Exercise objective: Repeat each entry in the data, exactly.

Stored data:
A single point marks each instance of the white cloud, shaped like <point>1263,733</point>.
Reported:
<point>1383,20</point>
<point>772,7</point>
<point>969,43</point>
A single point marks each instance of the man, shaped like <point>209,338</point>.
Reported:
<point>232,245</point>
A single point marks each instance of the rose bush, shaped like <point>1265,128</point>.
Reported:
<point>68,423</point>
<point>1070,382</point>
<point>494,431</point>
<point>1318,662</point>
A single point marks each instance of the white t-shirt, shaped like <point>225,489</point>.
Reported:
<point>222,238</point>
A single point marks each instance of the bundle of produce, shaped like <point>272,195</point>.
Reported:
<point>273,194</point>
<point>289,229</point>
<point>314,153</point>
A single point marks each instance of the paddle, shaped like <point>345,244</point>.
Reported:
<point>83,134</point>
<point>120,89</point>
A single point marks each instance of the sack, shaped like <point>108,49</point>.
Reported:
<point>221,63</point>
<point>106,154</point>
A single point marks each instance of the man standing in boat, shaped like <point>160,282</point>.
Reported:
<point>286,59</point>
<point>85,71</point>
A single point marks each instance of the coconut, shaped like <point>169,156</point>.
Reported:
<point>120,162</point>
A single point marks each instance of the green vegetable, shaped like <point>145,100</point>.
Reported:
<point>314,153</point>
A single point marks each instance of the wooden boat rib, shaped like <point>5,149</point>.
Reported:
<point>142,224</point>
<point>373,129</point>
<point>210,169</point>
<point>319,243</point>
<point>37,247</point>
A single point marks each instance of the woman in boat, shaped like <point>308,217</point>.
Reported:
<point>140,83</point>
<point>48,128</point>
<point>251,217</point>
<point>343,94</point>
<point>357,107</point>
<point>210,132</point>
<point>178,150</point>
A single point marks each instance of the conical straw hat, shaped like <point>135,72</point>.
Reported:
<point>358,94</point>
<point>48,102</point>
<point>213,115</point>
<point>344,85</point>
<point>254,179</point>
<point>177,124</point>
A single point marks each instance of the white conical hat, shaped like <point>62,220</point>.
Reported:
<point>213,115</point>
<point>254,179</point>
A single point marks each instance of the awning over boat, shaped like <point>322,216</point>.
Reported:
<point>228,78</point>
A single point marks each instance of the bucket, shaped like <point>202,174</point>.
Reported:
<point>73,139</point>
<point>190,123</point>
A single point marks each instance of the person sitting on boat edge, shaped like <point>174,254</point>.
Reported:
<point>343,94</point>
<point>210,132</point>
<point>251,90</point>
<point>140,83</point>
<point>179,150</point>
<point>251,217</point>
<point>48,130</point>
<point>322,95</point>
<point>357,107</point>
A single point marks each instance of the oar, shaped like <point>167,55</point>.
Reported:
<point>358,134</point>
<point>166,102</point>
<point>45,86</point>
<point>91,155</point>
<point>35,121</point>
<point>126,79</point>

Your response:
A single point marks each instance of the white cloud, shaped like <point>1263,733</point>.
Reported:
<point>1383,20</point>
<point>772,7</point>
<point>969,43</point>
A single point marks each instance of the man, shaped like <point>209,338</point>.
Reported:
<point>232,245</point>
A single point marks each instance of the rose bush, shaped like <point>1265,128</point>.
Reported:
<point>68,423</point>
<point>1070,382</point>
<point>494,431</point>
<point>1318,662</point>
A single point marks each instance of the white t-shirt, shaped like <point>225,489</point>.
Reported:
<point>222,238</point>
A single point marks each instance of the bundle of produce, shaped like <point>272,195</point>.
Reported:
<point>273,194</point>
<point>289,229</point>
<point>314,153</point>
A single point marks each instance of the paddle, shaped like <point>345,244</point>.
Reported:
<point>83,134</point>
<point>120,89</point>
A single point marks each instance of the sack, shaped like <point>108,49</point>.
Reported:
<point>221,63</point>
<point>106,154</point>
A single point marks each instance of the man standing in boat, shaped like <point>160,282</point>.
Reported:
<point>286,59</point>
<point>85,71</point>
A single point marks each instance of the coconut, shaped like <point>169,156</point>.
Reported:
<point>120,162</point>
A single point marks each instance of the green vegetable, shaped like <point>145,100</point>.
Reported:
<point>314,153</point>
A single point marks each instance of the wooden boat rib, shaped like <point>5,149</point>.
Reported:
<point>142,224</point>
<point>373,129</point>
<point>210,169</point>
<point>319,243</point>
<point>37,247</point>
A single point marks each instance of the woman in boat, shaped like <point>308,217</point>.
Reported:
<point>140,83</point>
<point>48,128</point>
<point>251,217</point>
<point>343,94</point>
<point>357,107</point>
<point>210,132</point>
<point>178,150</point>
A single point marks each instance of the conical straw hat, shaped like <point>135,72</point>.
Reported:
<point>358,94</point>
<point>48,102</point>
<point>213,115</point>
<point>344,85</point>
<point>254,179</point>
<point>177,124</point>
A single point marks each instance of the white conical hat, shaped like <point>62,220</point>.
Reported:
<point>213,115</point>
<point>254,179</point>
A single point marks each instance of the awning over boat, shaped like <point>322,216</point>.
Reported:
<point>228,78</point>
A single point marks each instance of the bucket, shaped like <point>202,174</point>.
Reported:
<point>73,139</point>
<point>190,123</point>
A single point marks each instance of the person sitting on boat edge, shaped like <point>174,254</point>.
Reported:
<point>343,94</point>
<point>210,132</point>
<point>251,90</point>
<point>140,83</point>
<point>179,150</point>
<point>251,217</point>
<point>48,130</point>
<point>322,95</point>
<point>357,107</point>
A single point marks each instance of the oar, shaped like <point>167,55</point>.
Reported:
<point>358,134</point>
<point>166,102</point>
<point>45,86</point>
<point>91,155</point>
<point>35,121</point>
<point>126,79</point>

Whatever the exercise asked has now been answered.